Check every line of the data for the word "negative", and copy those that have it.

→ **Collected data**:
>>>
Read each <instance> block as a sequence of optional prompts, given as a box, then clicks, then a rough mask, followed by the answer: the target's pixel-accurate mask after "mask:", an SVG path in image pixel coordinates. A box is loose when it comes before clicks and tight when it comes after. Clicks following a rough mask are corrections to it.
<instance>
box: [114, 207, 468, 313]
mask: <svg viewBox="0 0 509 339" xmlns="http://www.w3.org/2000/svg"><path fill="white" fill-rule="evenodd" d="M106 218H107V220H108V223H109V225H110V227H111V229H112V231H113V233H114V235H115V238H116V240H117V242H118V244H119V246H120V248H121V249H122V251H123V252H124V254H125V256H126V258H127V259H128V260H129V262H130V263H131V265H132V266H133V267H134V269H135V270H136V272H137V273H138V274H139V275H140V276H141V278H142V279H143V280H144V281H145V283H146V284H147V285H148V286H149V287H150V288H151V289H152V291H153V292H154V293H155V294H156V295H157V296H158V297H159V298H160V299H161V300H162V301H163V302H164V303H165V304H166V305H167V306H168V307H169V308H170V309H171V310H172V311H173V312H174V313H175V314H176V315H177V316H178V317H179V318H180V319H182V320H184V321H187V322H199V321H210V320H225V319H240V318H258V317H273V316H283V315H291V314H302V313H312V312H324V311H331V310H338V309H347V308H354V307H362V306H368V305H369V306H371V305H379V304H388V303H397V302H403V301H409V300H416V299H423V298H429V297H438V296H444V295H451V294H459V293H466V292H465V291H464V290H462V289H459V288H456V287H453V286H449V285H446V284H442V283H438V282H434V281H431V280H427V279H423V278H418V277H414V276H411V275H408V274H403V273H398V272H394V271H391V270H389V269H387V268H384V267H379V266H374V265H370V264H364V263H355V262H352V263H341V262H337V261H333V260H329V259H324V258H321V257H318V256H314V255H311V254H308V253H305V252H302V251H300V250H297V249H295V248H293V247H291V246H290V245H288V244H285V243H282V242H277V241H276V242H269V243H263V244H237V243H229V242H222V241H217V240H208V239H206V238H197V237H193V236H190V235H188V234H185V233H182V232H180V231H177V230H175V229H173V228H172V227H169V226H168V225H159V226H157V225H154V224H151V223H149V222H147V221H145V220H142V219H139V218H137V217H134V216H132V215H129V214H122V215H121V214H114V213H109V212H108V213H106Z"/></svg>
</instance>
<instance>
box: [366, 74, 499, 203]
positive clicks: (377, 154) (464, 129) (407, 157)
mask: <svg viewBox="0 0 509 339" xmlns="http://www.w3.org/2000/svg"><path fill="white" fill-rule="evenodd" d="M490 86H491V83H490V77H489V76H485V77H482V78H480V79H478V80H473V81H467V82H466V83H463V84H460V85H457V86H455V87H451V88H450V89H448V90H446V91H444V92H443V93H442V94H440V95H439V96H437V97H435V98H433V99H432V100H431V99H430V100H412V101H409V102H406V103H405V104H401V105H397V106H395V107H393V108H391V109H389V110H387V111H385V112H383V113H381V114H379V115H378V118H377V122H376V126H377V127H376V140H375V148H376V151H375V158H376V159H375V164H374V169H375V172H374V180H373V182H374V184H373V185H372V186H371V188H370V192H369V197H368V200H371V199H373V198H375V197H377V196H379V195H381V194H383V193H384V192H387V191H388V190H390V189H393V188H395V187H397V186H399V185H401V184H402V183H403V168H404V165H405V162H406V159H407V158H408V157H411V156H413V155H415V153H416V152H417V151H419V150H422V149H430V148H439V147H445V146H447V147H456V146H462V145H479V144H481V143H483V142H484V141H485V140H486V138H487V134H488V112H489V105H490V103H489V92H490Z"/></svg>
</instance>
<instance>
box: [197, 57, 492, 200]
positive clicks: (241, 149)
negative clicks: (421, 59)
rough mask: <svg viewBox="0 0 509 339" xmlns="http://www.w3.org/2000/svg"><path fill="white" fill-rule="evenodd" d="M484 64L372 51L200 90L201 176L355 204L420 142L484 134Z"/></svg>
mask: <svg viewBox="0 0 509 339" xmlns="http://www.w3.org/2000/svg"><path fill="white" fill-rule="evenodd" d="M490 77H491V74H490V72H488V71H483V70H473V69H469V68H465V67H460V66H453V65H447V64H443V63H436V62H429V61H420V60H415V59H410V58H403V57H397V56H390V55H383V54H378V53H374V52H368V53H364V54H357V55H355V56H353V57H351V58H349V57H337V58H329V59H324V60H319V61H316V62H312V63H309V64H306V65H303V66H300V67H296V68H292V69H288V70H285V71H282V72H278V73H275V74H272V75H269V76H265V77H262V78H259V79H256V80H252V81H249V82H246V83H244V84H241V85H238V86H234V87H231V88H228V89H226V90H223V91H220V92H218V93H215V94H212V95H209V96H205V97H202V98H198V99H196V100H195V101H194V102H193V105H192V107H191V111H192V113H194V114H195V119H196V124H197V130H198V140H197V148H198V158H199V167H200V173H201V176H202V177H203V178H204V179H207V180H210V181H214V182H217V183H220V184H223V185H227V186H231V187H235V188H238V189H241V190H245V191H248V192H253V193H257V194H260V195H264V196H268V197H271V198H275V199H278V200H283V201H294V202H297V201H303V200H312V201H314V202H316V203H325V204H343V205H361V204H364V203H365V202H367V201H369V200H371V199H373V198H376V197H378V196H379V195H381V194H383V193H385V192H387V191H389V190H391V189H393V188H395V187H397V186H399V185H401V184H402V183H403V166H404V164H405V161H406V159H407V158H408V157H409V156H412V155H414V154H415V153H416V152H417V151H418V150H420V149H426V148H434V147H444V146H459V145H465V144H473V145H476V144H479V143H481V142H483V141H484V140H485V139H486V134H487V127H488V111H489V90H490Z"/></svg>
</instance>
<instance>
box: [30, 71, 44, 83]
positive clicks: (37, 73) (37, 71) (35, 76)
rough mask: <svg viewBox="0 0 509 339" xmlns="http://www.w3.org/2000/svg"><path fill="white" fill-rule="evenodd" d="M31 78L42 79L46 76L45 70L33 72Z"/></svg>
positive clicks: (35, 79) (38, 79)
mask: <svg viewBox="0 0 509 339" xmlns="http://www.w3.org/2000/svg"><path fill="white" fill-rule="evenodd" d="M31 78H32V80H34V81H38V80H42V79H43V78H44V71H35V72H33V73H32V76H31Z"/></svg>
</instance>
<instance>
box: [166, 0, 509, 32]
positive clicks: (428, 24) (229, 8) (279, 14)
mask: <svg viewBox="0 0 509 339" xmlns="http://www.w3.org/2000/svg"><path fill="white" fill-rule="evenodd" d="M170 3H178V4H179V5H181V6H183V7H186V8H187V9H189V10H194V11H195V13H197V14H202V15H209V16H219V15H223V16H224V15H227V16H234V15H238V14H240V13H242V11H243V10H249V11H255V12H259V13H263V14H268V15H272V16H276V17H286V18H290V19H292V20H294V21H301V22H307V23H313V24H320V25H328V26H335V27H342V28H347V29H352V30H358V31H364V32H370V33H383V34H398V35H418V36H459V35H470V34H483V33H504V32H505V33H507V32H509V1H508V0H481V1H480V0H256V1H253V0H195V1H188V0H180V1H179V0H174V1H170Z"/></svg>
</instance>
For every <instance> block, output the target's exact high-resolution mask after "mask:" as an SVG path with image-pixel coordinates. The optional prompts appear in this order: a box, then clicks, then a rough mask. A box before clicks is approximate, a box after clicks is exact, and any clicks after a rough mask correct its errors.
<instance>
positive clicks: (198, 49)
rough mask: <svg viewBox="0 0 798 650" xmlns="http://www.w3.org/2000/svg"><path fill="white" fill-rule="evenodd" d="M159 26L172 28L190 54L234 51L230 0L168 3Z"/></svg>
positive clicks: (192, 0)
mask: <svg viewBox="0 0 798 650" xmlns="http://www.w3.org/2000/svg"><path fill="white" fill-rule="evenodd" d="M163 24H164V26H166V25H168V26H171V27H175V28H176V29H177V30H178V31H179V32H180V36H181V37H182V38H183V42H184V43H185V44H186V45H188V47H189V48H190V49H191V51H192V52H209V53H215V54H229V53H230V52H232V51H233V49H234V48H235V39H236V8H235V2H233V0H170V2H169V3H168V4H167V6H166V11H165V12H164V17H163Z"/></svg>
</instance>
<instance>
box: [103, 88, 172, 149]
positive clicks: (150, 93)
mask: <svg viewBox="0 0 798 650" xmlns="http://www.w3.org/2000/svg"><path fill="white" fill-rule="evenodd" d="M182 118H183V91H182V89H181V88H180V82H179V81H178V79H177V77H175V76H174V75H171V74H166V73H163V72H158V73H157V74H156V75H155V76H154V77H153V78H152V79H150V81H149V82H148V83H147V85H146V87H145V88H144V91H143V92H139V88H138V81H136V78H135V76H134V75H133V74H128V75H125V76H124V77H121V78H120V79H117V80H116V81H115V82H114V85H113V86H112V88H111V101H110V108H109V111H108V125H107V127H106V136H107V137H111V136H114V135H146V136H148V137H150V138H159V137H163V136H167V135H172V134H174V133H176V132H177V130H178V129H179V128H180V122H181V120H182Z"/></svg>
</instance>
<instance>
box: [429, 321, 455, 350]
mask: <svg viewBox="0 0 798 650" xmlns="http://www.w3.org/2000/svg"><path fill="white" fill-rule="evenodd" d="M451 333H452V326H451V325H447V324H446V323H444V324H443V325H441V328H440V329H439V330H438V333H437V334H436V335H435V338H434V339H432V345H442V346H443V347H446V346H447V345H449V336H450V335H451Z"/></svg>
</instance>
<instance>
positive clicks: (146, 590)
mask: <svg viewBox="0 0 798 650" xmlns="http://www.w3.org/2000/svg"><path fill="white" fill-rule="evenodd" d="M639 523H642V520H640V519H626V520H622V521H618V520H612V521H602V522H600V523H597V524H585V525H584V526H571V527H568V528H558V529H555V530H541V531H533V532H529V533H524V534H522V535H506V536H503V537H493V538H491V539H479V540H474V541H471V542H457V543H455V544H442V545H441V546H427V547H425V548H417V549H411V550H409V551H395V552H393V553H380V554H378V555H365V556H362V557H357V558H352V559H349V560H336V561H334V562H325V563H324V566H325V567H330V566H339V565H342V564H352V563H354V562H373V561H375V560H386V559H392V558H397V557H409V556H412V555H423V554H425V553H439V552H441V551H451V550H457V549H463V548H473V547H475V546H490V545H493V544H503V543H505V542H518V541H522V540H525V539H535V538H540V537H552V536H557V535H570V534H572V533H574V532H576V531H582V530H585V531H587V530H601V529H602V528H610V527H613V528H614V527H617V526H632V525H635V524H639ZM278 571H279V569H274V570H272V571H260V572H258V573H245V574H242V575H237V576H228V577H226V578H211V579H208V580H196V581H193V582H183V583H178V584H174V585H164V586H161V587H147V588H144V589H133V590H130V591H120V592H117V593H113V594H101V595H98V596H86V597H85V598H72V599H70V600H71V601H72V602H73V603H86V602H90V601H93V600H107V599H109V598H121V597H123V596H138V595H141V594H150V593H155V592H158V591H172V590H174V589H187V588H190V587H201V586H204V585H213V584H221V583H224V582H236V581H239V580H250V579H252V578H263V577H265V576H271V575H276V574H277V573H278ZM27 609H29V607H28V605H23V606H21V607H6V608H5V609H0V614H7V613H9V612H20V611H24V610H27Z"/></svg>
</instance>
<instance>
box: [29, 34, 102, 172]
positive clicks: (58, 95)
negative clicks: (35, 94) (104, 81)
<<<
→ **Output**:
negative clicks: (421, 59)
negative clicks: (35, 94) (104, 81)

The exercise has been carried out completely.